■ TASK DESCRIPTION ■
Find the line that contains "the photo above.". Then set down that line and all the lines after it, to the end of the records, exactly and with nothing added.

(TASK INPUT)

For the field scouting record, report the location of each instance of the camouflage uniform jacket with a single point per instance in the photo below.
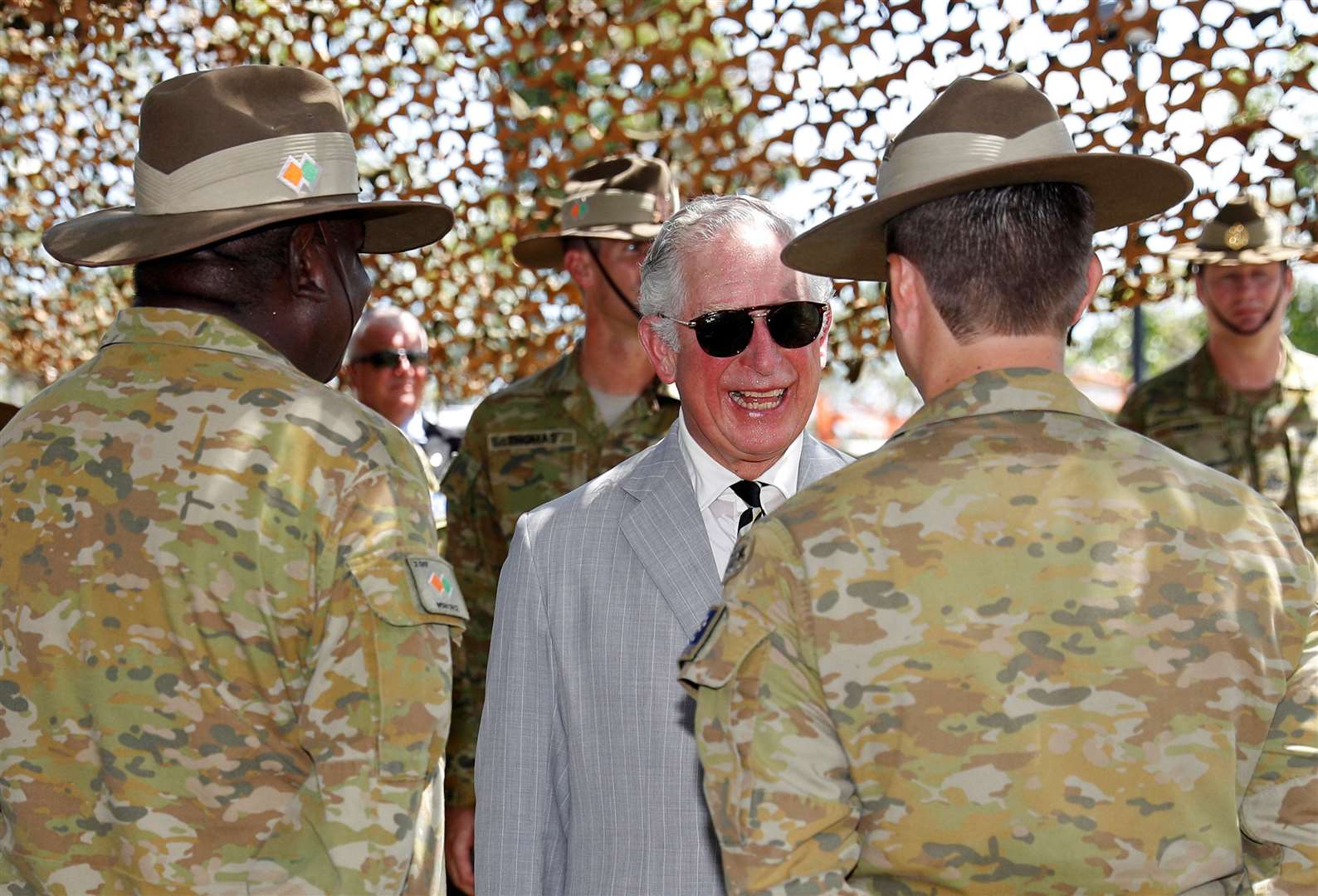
(525, 446)
(224, 660)
(1267, 441)
(1018, 650)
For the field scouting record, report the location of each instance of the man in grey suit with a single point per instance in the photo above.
(587, 774)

(End TASK INPUT)

■ THE ANSWER ■
For the field scouting record, report the location of each instance of the man in grey suit with a single point per instance in the photo above.
(587, 774)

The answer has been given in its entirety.